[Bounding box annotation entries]
_ _ _
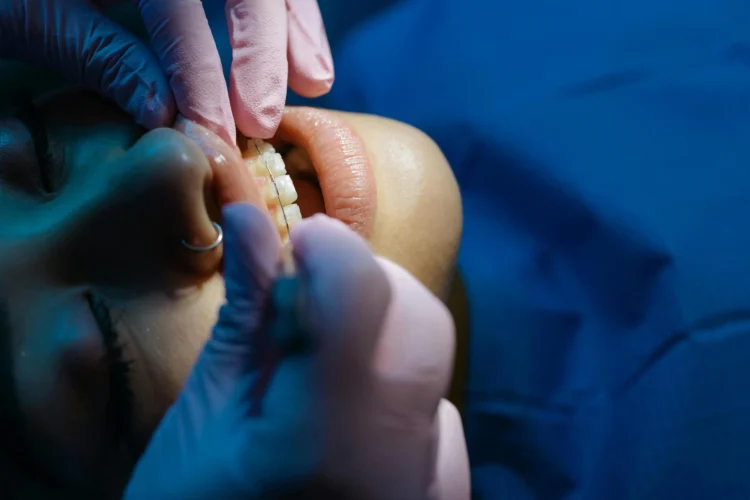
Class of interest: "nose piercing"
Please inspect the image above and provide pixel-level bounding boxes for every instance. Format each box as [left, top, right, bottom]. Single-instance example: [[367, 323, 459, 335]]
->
[[182, 221, 224, 252]]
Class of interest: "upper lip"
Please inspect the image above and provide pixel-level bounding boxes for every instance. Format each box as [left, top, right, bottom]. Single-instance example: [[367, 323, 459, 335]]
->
[[275, 107, 377, 237]]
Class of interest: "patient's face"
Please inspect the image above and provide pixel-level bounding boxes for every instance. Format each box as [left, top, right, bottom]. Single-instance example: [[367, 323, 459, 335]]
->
[[0, 92, 461, 496]]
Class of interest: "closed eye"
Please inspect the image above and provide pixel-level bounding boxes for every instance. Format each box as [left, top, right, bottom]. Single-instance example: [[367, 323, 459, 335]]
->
[[15, 95, 57, 195]]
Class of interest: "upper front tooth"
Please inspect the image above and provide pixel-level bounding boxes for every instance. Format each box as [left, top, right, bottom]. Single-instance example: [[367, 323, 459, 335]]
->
[[263, 152, 286, 177], [263, 175, 297, 206], [253, 139, 276, 154]]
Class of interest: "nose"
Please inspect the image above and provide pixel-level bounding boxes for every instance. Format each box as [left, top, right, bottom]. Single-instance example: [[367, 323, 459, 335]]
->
[[53, 129, 222, 289]]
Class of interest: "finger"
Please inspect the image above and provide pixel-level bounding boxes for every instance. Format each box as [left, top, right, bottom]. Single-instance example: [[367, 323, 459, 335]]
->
[[226, 0, 288, 139], [286, 0, 333, 97], [0, 2, 175, 129], [291, 215, 391, 394], [206, 203, 281, 375], [375, 257, 455, 418], [134, 0, 236, 144], [432, 399, 471, 500]]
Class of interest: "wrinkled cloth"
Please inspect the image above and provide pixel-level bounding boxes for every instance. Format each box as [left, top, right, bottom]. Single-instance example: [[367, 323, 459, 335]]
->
[[0, 0, 334, 144], [125, 204, 469, 500], [330, 0, 750, 500]]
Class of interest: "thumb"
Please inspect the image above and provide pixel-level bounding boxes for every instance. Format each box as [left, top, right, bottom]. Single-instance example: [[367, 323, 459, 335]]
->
[[0, 0, 175, 129], [196, 203, 281, 384]]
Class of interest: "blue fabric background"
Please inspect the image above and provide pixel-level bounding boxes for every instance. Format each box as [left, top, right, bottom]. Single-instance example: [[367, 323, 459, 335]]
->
[[328, 0, 750, 500], [207, 0, 750, 500]]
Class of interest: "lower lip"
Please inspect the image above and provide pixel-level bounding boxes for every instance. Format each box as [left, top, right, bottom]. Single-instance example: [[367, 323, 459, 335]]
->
[[276, 107, 377, 238]]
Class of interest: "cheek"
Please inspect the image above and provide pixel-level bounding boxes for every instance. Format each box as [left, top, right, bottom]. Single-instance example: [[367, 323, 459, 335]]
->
[[12, 292, 108, 480], [116, 275, 224, 441]]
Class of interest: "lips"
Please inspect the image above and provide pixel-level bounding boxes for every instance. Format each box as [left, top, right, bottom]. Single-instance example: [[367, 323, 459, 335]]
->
[[176, 107, 377, 242]]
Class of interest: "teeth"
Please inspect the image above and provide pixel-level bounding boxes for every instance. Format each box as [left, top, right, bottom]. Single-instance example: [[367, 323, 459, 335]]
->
[[274, 203, 302, 232], [263, 175, 297, 207], [253, 139, 276, 154], [243, 139, 302, 238]]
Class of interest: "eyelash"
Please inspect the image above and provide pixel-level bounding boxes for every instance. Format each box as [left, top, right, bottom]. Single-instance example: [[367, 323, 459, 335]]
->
[[16, 94, 55, 194], [86, 293, 133, 451]]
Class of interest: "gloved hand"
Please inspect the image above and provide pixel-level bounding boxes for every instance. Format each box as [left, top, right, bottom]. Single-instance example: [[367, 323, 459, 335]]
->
[[0, 0, 333, 144], [126, 204, 469, 500]]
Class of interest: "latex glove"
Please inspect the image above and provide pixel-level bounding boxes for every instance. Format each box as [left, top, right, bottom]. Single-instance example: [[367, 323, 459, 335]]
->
[[126, 204, 469, 500], [133, 0, 333, 144], [0, 0, 333, 144]]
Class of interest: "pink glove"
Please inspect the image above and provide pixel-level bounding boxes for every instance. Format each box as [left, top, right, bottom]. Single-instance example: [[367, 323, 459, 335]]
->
[[0, 0, 333, 144], [133, 0, 333, 144], [125, 204, 469, 500]]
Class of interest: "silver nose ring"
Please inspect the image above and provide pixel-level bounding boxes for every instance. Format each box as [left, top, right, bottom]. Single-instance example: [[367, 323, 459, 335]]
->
[[182, 221, 224, 253]]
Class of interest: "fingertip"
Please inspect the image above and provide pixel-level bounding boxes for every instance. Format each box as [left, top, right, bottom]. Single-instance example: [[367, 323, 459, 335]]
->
[[289, 71, 334, 99], [289, 214, 372, 262], [231, 91, 284, 139], [222, 203, 278, 244], [433, 399, 471, 500]]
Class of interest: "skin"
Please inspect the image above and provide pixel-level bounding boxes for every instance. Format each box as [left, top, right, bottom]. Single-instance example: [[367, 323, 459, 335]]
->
[[0, 88, 461, 489]]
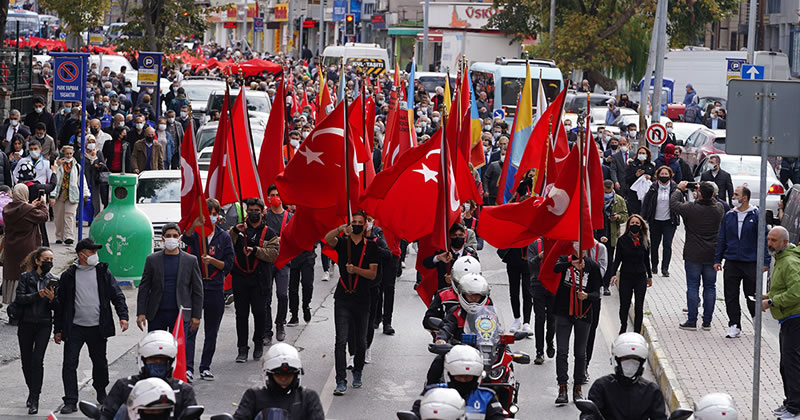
_ _ _
*GIVEN PROBLEM*
Could you reproduce every one of the records above word for word, leaving out the pictures?

*COMPLETED EXERCISE*
Class of interest: "nose piercing"
Please inspect the image above and provide pixel-level bounding boxes for every instance. Format each box as [left, top, right, bottom]. Single-instance example: [[367, 323, 459, 335]]
->
[[182, 221, 224, 252]]
Class of interest: "upper lip"
Please inspect the image above and provide pixel-level bounding boxes for every instance. Format each box as [left, top, right, bottom]. Single-instance example: [[367, 323, 459, 335]]
->
[[275, 107, 377, 237]]
Class of interest: "patient's face"
Please inspect the image above and provide pixel-level bounding boxes for every instance. Format each box as [left, top, right, bottom]. Single-instance example: [[367, 323, 459, 335]]
->
[[0, 92, 461, 496]]
Class of interest: "closed eye"
Please inspect the image above and provide pixel-level bounding boxes for every instance. Format each box as [left, top, right, bottom]. Single-instance example: [[367, 323, 459, 335]]
->
[[15, 95, 57, 195]]
Class of interest: "upper front tooth"
Please inspect the image above and provide pixel-level bounding boxes for every instance. Format each box as [left, top, right, bottom]. Single-instance example: [[367, 323, 459, 335]]
->
[[263, 152, 286, 177], [263, 175, 297, 206], [253, 139, 276, 154]]
Class of interest: "nose"
Please inspect the image above and provide pixel-level bounding boxes for every instance. Format each box as [left, top, right, bottom]. Single-instance example: [[367, 323, 459, 335]]
->
[[53, 129, 222, 289]]
Class of interest: "finger"
Please inspect the image above and provide pixel-level bounding boxes for every instance. Format each box as [left, top, right, bottom]. Single-instance example: [[367, 323, 459, 335]]
->
[[226, 0, 288, 139], [286, 0, 333, 97], [0, 2, 175, 129], [291, 215, 391, 394], [206, 203, 281, 375], [375, 257, 455, 418], [134, 0, 236, 144], [432, 399, 471, 500]]
Class of interest: "wrinkled cloth"
Please inspect the image above and provide pixel-level bounding boxes for every instance. Format each box as [left, top, right, bottom]. Single-instance example: [[367, 323, 459, 335]]
->
[[0, 0, 334, 144], [125, 204, 469, 500], [330, 0, 750, 500]]
Class of interest: "thumb"
Please inspect the image above and provide pixel-level bounding boxes for every instance. Format each box as [left, top, right, bottom]. Single-instance example: [[367, 323, 459, 335]]
->
[[0, 0, 175, 129], [196, 203, 281, 384]]
Class of interest: "blue fabric background"
Please inspect the image above and provide pixel-level bounding boxes for every instance. Format each box as [left, top, right, bottom]. Single-instance example: [[367, 323, 459, 335]]
->
[[328, 0, 750, 500], [207, 0, 750, 500]]
Class of interest: "lower lip"
Please inspect the image above and provide pixel-level bounding boxes for every instance. Format each box as [left, top, right, bottom]. Single-instance example: [[367, 323, 459, 335]]
->
[[276, 107, 377, 238]]
Class of interest: "cheek"
Please inspect the image above and provide pixel-level bounding boxes for every instance. Format each box as [left, top, right, bottom]. Single-instance example: [[367, 323, 459, 335]]
->
[[12, 292, 108, 480], [116, 275, 224, 441]]
Class of interest: "lips"
Please inspect the image above and provide pixel-level bounding boxes for every instance. Format each box as [left, top, right, bottom]. Single-instance example: [[367, 323, 459, 335]]
->
[[176, 107, 377, 242]]
Class of interest: "teeth"
Please inspect the image above and provide pixel-level bounding boxes for every instance. Format each box as [left, top, right, bottom]. Single-instance example: [[367, 323, 459, 335]]
->
[[274, 203, 302, 232], [263, 175, 297, 207], [253, 139, 276, 154], [243, 139, 302, 238]]
Class of interest: "eyelash"
Please inspect the image above and provide pixel-level bounding boxes for every instance. Format each box as [left, top, right, bottom]. Single-instance example: [[367, 323, 459, 335]]
->
[[16, 94, 55, 194], [86, 293, 133, 451]]
Class of interest: "gloved hand"
Please inspect the image above and provide pixel-level bounding boxes for every instance. Format each box as [left, top, right, bottom]. Single-instance example: [[367, 323, 459, 335]]
->
[[0, 0, 333, 144], [126, 204, 469, 500]]
Class of interest: "latex glove"
Please inspect the image above and provide pixel-level bounding boxes for every instance. Format each box as [left, top, right, bottom]. Single-instance example: [[367, 323, 459, 335]]
->
[[126, 204, 469, 500], [133, 0, 333, 144], [0, 0, 333, 144]]
Class of interest: "pink glove"
Please inspect the image above and provide pixel-level bounding boxes for every instance. Format each box as [left, top, right, bottom]. Single-instance example: [[367, 323, 459, 335]]
->
[[0, 0, 333, 144], [133, 0, 333, 144], [125, 204, 469, 500]]
Class of interest: "silver nose ring"
Please inspect the image above and provide pixel-level bounding boxes for every instance. Format each box as [left, top, right, bottom]. Single-instance example: [[367, 323, 459, 335]]
->
[[182, 221, 224, 253]]
Class of interest: "fingertip"
Please inspect the image above and provide pixel-level bounding boxes for every instance. Format each box as [left, top, right, bottom]. Single-instance example: [[367, 323, 459, 335]]
->
[[289, 71, 334, 99], [289, 214, 372, 262], [231, 91, 284, 139], [222, 203, 278, 244], [433, 399, 471, 500]]
Class of interest: "skin"
Please inspect the image above and provide pixel-level bounding boxes for every instance. Format each box as [left, top, right, bottom]. Single-instance example: [[367, 323, 459, 335]]
->
[[0, 88, 461, 489]]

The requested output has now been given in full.